■ What is asked ■
Repeat all of the material below word for word, leaving out any pictures.

Start of Data to use

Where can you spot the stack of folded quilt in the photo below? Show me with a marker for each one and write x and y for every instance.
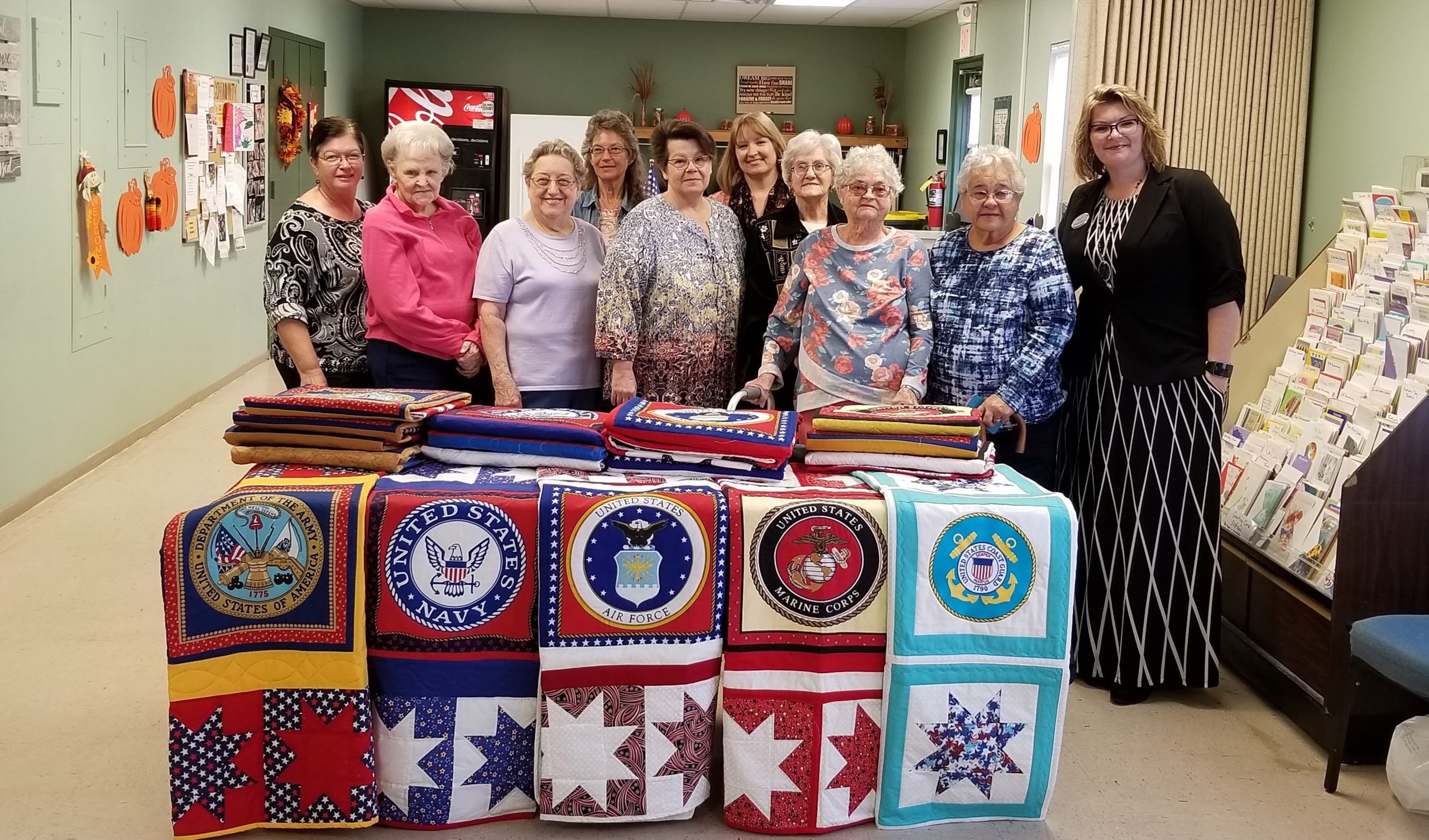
(920, 440)
(366, 429)
(486, 436)
(751, 445)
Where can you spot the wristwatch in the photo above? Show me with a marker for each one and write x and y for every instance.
(1219, 369)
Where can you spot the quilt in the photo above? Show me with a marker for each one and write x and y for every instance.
(269, 713)
(452, 650)
(919, 420)
(330, 402)
(629, 625)
(563, 425)
(979, 642)
(752, 433)
(804, 659)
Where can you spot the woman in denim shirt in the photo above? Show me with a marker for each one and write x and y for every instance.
(615, 179)
(1002, 312)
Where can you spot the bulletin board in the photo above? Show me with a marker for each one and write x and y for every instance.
(220, 131)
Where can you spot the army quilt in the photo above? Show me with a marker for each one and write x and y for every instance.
(804, 659)
(629, 626)
(452, 652)
(979, 637)
(269, 713)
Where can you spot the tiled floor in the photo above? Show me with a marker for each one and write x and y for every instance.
(83, 726)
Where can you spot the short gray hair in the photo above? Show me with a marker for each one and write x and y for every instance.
(869, 162)
(995, 157)
(811, 142)
(418, 137)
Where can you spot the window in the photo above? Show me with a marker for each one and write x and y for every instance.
(1055, 132)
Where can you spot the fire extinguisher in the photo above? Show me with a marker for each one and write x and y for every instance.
(935, 188)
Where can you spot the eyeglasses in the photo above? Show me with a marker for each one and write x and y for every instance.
(683, 164)
(858, 189)
(1124, 128)
(819, 167)
(563, 182)
(1002, 196)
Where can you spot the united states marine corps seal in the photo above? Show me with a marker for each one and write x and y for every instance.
(982, 568)
(256, 556)
(818, 563)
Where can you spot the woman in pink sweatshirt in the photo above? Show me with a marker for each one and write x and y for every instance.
(419, 256)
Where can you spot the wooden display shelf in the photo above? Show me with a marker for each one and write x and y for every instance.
(892, 143)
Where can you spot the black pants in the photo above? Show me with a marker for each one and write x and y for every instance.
(1038, 459)
(339, 381)
(394, 366)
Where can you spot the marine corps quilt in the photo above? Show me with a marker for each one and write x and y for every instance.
(269, 715)
(979, 637)
(629, 625)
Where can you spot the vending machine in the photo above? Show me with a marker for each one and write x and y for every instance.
(476, 119)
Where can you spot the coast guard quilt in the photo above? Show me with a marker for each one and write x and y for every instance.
(804, 660)
(452, 652)
(979, 636)
(269, 716)
(632, 596)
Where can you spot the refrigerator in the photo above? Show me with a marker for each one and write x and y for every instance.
(476, 119)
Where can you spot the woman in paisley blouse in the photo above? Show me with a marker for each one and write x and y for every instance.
(313, 286)
(856, 303)
(668, 302)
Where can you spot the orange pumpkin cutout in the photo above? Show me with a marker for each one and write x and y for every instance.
(165, 108)
(131, 219)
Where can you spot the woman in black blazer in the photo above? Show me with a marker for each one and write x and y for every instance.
(1157, 255)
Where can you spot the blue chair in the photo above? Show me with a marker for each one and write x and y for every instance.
(1397, 647)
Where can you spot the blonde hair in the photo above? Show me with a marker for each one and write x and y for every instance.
(1154, 136)
(761, 126)
(559, 149)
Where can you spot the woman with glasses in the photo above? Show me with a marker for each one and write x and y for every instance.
(1002, 310)
(668, 306)
(615, 173)
(855, 309)
(536, 289)
(811, 162)
(1157, 255)
(313, 286)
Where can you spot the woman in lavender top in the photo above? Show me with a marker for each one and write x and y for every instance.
(855, 309)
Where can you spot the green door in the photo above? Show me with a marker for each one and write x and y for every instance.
(299, 60)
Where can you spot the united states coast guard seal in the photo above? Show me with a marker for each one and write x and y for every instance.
(256, 556)
(818, 563)
(455, 565)
(982, 568)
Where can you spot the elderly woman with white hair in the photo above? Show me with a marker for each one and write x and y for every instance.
(419, 257)
(855, 309)
(1002, 312)
(811, 164)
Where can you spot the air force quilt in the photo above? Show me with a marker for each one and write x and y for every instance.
(804, 662)
(979, 635)
(453, 655)
(269, 716)
(629, 622)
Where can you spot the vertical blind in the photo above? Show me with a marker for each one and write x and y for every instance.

End of Data to use

■ Reply to the task ■
Where can you spot the stack of folded quilt in the photo below? Show me with a marker for each one and write x and y for every instance.
(920, 440)
(366, 429)
(486, 436)
(751, 445)
Where can you spot the wristwatch in the photo above? Show me with a marker for each one and write x and y for every instance.
(1219, 369)
Where can you spot the quilt in the photo above? Show me with a marker for each one and write x and y for every instance.
(269, 713)
(452, 650)
(919, 420)
(330, 402)
(629, 625)
(563, 425)
(979, 642)
(752, 433)
(804, 659)
Where can you spot the woman in denim shirt in the photo above? Show me with a marker for each one and write x and y for every instance.
(615, 179)
(1002, 312)
Where can you spot the bulletin board in the photo above? Show me with a marker for each one and write x and y for every instance.
(220, 131)
Where can you spot the army quilt in the photo above? Show me with a marker for each one and write x and y for every instance.
(804, 659)
(629, 626)
(452, 652)
(979, 637)
(269, 713)
Where can you spot the tiled floor in the photo above? Show me with a marker for each one and write x and y for every instance.
(83, 726)
Where can you spot the short gray hair in the photo above? Show me with a marker for each one and write x and y for every instance.
(869, 162)
(995, 157)
(811, 142)
(418, 137)
Where can you spot the window in the photo above? Show me with a marker for each one and write x and y for every instance.
(1055, 132)
Where can you spot the fire extinguisher in the photo above? Show me with a marker for each one and write x and y for every instance.
(935, 188)
Where can you spot the eyeglasses in the photo above? Show me with a marker for each one and write x and y for every instance.
(683, 164)
(858, 189)
(1124, 128)
(819, 167)
(563, 182)
(1002, 196)
Where can you spot the united states marine corps seal in the photo above? Show me with a marker for each one and write x and y for every instance.
(982, 568)
(256, 556)
(818, 563)
Where can you spot the woman in pink sweatshirt in the photo above? Show me with a marker for each one and write x and y for every instance.
(419, 256)
Where can you spot the wooden display shelf in the photo above? Show me with a marker for each one and write x and y for every instance.
(892, 143)
Where can you spot the black pants in the photo above? Show me with a marker for each one and write x and y for every instance.
(1038, 459)
(339, 381)
(394, 366)
Where can you spot the marine corps quilt in the photo above? Show me with a marker for each one and write x and y for every instance.
(269, 715)
(979, 637)
(629, 625)
Where can you spot the vending machine in the photo above? Show me with a marker for each one and write x and y for every instance.
(476, 119)
Where can you spot the coast guard quilt in the photo above? Show me with a marker for each one and write x and y for every instance.
(804, 660)
(452, 652)
(979, 636)
(269, 716)
(632, 596)
Where can you spot the refrigerator in the photo above? Show me with a marker for each one and write x and y for every instance.
(476, 119)
Where can you spot the woman in paisley blouse in the photo above? Show me with a marker for each one and write x and y for every instance.
(313, 286)
(856, 303)
(668, 302)
Where can you spot the orange pumpkin cutout in the photo above? Show me with a marker for each one and write x and y for every instance.
(165, 108)
(131, 219)
Where can you spot the woman in black blazer in the photo above? Show me with a marker for each one and write x and y for every instance.
(1157, 255)
Where can you spot the blue chair in the photo above? Show me with a marker for each one and write x and y for every instance.
(1397, 647)
Where can you spot the blonde hair in the photo above? Show me with a marker for each one and write x and y for every instance.
(1154, 136)
(761, 126)
(559, 149)
Where can you spot the woman with glasses in the photo above? Show me with a marker for each one and write x and y for every instance.
(1002, 310)
(668, 306)
(615, 173)
(855, 309)
(536, 289)
(811, 162)
(1157, 255)
(313, 286)
Where can you spot the woman in lavender top in the photo above? Show me with a marker for each one and write x and y for every instance.
(855, 309)
Where can you spot the green door in the photo above? Show me with a marker for each one and write x and y for every instance.
(299, 60)
Where can you spot the united states coast guard seal in the photo above? Show me with a marker for each one and write x and y for every instance.
(256, 556)
(818, 563)
(455, 565)
(982, 568)
Where can you spot the elderly woman with white hair in the photo above? Show me with a marker for each one and write x and y for every instance.
(419, 257)
(855, 309)
(1002, 312)
(811, 164)
Where can you spot the air force quilt in the photo above? Show me with a marker for each one and write x and y for every instance.
(804, 662)
(979, 635)
(453, 655)
(269, 716)
(629, 622)
Where can you spot the vertical blind in the photo above? Show me with a marker for each one and write x and y for every instance.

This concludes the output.